OBJECTIVE
Only the lines from the one containing "Objective — one dot on each instance of the water" to the end of the material are to be copied, exactly and in full; images stay out.

┌─ DATASET EXCERPTS

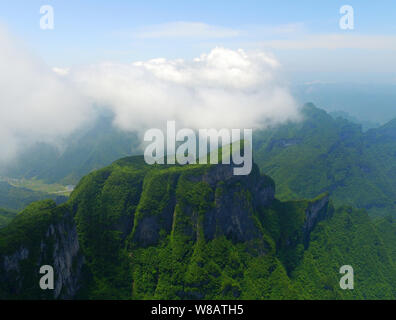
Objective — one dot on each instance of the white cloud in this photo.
(183, 29)
(222, 89)
(35, 104)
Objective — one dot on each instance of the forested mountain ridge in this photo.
(321, 154)
(133, 231)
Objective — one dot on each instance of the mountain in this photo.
(133, 231)
(90, 148)
(366, 125)
(16, 198)
(322, 154)
(6, 216)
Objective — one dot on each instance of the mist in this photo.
(221, 89)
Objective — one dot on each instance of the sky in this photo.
(304, 35)
(204, 64)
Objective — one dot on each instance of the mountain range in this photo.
(134, 231)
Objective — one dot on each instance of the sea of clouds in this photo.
(221, 89)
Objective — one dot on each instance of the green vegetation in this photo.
(16, 198)
(6, 216)
(193, 232)
(322, 154)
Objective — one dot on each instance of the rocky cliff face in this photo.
(59, 248)
(117, 213)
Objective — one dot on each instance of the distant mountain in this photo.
(88, 149)
(133, 231)
(322, 154)
(366, 125)
(16, 198)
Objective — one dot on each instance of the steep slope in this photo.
(324, 154)
(137, 231)
(132, 231)
(6, 216)
(16, 198)
(90, 148)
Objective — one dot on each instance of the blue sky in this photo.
(303, 35)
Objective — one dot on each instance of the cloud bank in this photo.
(35, 103)
(221, 89)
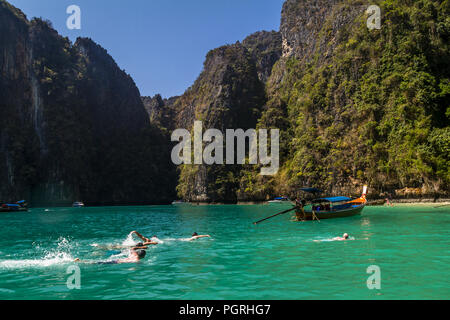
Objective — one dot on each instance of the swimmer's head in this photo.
(141, 254)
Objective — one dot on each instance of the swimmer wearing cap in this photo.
(343, 238)
(196, 236)
(147, 241)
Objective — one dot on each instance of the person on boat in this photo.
(147, 242)
(300, 211)
(196, 236)
(343, 238)
(136, 254)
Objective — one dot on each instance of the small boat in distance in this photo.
(19, 206)
(281, 202)
(78, 204)
(180, 203)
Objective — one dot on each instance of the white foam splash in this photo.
(58, 256)
(129, 241)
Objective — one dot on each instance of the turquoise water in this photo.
(277, 259)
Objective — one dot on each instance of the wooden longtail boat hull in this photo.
(13, 210)
(335, 214)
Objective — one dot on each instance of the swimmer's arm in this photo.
(150, 243)
(141, 236)
(139, 248)
(198, 237)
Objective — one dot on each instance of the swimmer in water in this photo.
(343, 238)
(136, 254)
(195, 236)
(147, 242)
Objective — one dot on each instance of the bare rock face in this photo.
(304, 22)
(227, 95)
(266, 49)
(160, 111)
(72, 125)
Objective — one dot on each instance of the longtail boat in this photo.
(19, 206)
(324, 208)
(332, 207)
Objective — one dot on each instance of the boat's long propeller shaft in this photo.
(278, 214)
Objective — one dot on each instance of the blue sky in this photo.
(161, 43)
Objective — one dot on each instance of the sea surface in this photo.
(277, 259)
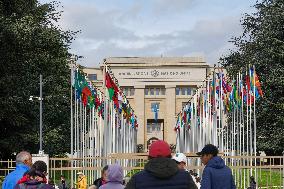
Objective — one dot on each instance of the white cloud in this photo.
(133, 30)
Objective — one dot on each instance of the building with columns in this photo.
(157, 88)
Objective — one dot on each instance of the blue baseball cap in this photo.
(208, 149)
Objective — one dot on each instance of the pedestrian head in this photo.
(208, 152)
(24, 157)
(180, 159)
(158, 149)
(104, 172)
(115, 173)
(38, 171)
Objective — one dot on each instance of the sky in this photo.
(168, 28)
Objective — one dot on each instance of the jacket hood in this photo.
(22, 166)
(216, 162)
(162, 167)
(114, 173)
(33, 182)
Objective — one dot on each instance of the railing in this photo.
(268, 171)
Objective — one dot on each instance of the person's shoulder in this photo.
(46, 186)
(140, 173)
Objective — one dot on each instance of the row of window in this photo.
(155, 91)
(152, 91)
(185, 90)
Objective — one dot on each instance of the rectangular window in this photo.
(188, 90)
(163, 92)
(154, 127)
(128, 91)
(155, 106)
(177, 91)
(92, 77)
(154, 91)
(184, 104)
(132, 91)
(158, 91)
(183, 91)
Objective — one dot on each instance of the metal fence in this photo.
(268, 171)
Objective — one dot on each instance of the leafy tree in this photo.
(32, 44)
(262, 45)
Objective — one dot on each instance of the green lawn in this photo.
(266, 178)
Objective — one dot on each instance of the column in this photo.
(169, 133)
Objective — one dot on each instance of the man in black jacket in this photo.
(161, 171)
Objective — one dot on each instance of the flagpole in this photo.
(254, 117)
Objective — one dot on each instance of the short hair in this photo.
(22, 156)
(93, 187)
(105, 169)
(39, 168)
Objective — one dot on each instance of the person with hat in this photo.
(216, 175)
(161, 171)
(180, 160)
(82, 181)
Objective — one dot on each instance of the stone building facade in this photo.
(157, 88)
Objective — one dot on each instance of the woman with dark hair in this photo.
(35, 178)
(101, 181)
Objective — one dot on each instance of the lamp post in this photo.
(40, 112)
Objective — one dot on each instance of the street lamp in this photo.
(40, 112)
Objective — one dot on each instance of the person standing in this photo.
(63, 184)
(161, 171)
(180, 160)
(114, 178)
(23, 164)
(82, 181)
(216, 175)
(35, 177)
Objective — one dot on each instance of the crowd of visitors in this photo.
(161, 171)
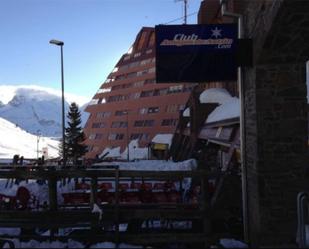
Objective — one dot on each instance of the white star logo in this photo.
(216, 32)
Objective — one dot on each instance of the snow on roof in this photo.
(186, 112)
(7, 92)
(163, 139)
(135, 152)
(215, 95)
(230, 109)
(155, 165)
(14, 140)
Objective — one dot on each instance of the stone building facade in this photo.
(276, 124)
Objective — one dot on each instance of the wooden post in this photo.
(52, 191)
(205, 207)
(94, 189)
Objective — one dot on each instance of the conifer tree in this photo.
(74, 135)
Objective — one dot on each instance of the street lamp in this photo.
(128, 141)
(60, 43)
(38, 134)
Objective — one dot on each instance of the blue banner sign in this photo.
(196, 53)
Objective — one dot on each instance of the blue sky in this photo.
(95, 34)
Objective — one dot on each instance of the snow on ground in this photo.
(7, 93)
(186, 112)
(14, 140)
(163, 139)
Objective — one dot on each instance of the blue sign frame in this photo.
(196, 53)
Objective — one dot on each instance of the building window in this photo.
(172, 108)
(95, 136)
(141, 136)
(119, 124)
(93, 102)
(139, 123)
(169, 122)
(134, 95)
(175, 89)
(121, 112)
(138, 83)
(147, 93)
(98, 125)
(144, 123)
(115, 136)
(160, 92)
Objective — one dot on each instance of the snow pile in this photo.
(230, 109)
(163, 139)
(7, 93)
(186, 112)
(14, 140)
(112, 152)
(215, 95)
(36, 108)
(135, 152)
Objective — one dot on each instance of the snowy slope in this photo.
(35, 108)
(16, 141)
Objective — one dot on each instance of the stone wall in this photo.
(275, 117)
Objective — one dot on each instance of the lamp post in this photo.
(60, 43)
(38, 133)
(128, 141)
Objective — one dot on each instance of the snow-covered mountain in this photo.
(36, 109)
(14, 140)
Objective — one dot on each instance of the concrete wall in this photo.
(276, 117)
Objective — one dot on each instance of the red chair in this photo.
(76, 198)
(146, 186)
(135, 186)
(131, 197)
(123, 186)
(82, 186)
(169, 186)
(174, 197)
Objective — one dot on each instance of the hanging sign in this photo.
(196, 53)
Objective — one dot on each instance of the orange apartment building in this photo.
(130, 104)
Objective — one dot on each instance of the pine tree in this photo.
(74, 135)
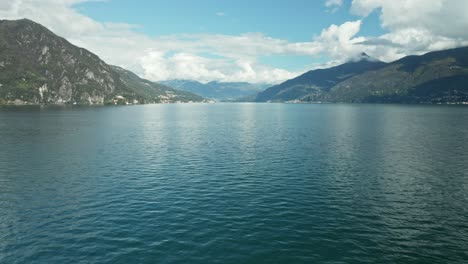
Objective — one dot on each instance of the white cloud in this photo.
(417, 26)
(334, 5)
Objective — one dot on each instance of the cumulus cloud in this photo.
(334, 5)
(416, 26)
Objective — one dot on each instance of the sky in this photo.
(239, 40)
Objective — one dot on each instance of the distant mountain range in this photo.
(39, 67)
(218, 90)
(436, 77)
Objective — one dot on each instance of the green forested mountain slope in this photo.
(39, 67)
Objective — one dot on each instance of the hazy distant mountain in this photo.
(318, 81)
(217, 90)
(39, 67)
(436, 77)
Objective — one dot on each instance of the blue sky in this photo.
(292, 20)
(254, 41)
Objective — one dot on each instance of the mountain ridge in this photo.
(434, 77)
(39, 67)
(217, 90)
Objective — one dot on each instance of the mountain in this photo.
(318, 81)
(39, 67)
(217, 90)
(435, 77)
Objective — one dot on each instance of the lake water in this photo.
(234, 183)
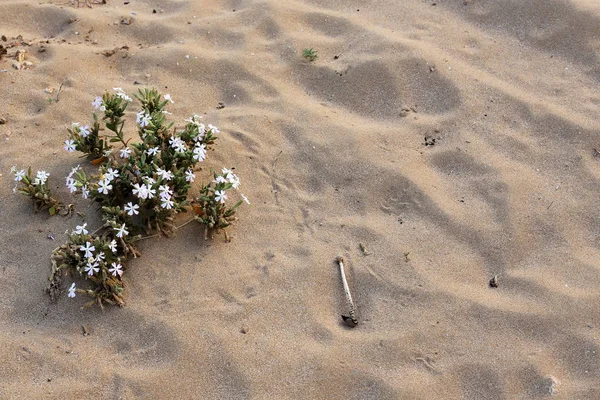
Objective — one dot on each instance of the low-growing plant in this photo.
(38, 191)
(310, 54)
(139, 187)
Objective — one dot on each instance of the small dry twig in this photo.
(350, 320)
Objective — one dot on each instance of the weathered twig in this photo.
(350, 320)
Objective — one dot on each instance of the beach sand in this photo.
(455, 140)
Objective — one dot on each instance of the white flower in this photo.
(85, 131)
(100, 256)
(140, 191)
(167, 175)
(189, 176)
(88, 248)
(165, 192)
(73, 171)
(69, 145)
(72, 290)
(98, 104)
(132, 208)
(117, 269)
(122, 94)
(80, 230)
(167, 203)
(19, 175)
(124, 153)
(113, 246)
(178, 144)
(143, 119)
(227, 172)
(71, 185)
(111, 174)
(104, 187)
(150, 192)
(121, 232)
(41, 178)
(91, 268)
(220, 196)
(199, 152)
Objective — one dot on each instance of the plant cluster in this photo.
(310, 54)
(139, 187)
(38, 191)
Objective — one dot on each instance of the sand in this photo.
(453, 139)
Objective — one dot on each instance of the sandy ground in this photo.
(453, 139)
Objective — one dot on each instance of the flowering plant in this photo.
(140, 187)
(39, 191)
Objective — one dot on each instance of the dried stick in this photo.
(350, 320)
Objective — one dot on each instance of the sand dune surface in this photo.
(455, 140)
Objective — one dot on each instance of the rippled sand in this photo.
(332, 154)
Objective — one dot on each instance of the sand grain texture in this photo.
(331, 154)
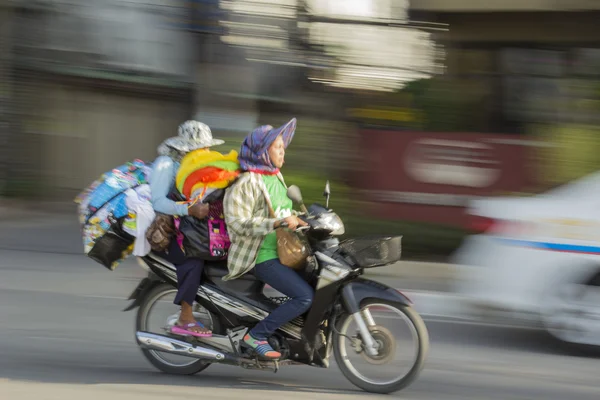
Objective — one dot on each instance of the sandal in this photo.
(185, 330)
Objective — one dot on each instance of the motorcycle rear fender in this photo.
(138, 294)
(355, 293)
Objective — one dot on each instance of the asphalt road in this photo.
(63, 336)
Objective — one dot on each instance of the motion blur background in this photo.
(388, 94)
(441, 120)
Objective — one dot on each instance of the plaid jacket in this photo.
(248, 221)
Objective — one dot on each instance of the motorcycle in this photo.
(341, 320)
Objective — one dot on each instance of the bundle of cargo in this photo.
(113, 211)
(202, 177)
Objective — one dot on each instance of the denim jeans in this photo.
(291, 284)
(189, 273)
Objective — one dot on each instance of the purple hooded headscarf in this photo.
(254, 154)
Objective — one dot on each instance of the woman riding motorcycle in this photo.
(252, 230)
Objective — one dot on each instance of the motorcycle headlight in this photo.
(332, 222)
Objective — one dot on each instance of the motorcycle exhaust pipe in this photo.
(151, 341)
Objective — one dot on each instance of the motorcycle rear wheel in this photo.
(189, 368)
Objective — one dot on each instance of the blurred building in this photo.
(93, 84)
(521, 62)
(96, 83)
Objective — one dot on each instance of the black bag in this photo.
(110, 248)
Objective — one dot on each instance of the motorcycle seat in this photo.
(218, 269)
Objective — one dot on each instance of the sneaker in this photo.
(261, 347)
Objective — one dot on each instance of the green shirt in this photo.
(283, 208)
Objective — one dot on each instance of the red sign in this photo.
(431, 177)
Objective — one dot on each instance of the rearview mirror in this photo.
(295, 194)
(327, 194)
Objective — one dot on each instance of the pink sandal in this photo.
(184, 330)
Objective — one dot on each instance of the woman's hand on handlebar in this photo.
(292, 222)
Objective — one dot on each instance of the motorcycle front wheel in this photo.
(382, 373)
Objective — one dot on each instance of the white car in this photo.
(538, 259)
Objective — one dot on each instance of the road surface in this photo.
(63, 336)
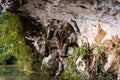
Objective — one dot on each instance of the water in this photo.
(11, 72)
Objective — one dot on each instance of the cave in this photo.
(53, 28)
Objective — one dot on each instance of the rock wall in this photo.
(87, 14)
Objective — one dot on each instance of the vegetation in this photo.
(12, 43)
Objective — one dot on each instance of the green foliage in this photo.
(12, 42)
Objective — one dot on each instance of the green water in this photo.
(11, 72)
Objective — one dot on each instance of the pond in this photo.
(11, 72)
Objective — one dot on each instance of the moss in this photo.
(12, 42)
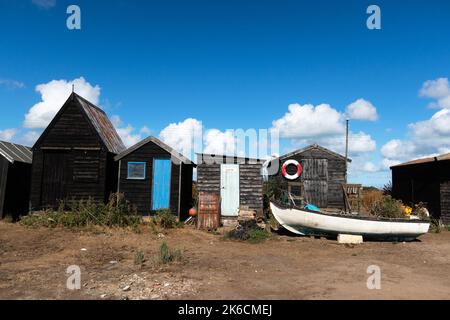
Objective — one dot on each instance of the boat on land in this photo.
(303, 221)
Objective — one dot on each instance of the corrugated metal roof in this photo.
(15, 152)
(103, 126)
(220, 158)
(441, 157)
(159, 143)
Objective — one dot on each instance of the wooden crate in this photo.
(208, 211)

└─

ANSWER TO THIS TASK
Objective — one dot on each instance of the water in this photo.
(11, 72)
Objective — one dot on each instance of the cave in this photo.
(53, 28)
Objective — one dot on each instance of the rock wall in this photo.
(87, 14)
Objective — one dot on each instance of the vegetation in this photo.
(12, 43)
Objective — one dot on each instance of the green foliage in this photo.
(12, 42)
Objective — one dot on each instance of the green water in this photo.
(11, 72)
Objective — one dot on each instance of the pond in this photo.
(11, 72)
Objective — one dot on each instance of the moss in this photo.
(12, 42)
Objective — one dot on each instance of the boat on land in this photo.
(303, 221)
Objective — one dot on each instance of the corrugated metal roof in this photo.
(15, 152)
(103, 126)
(220, 158)
(441, 157)
(159, 143)
Objective — one dot on each instance of the wooden crate in this photo.
(208, 211)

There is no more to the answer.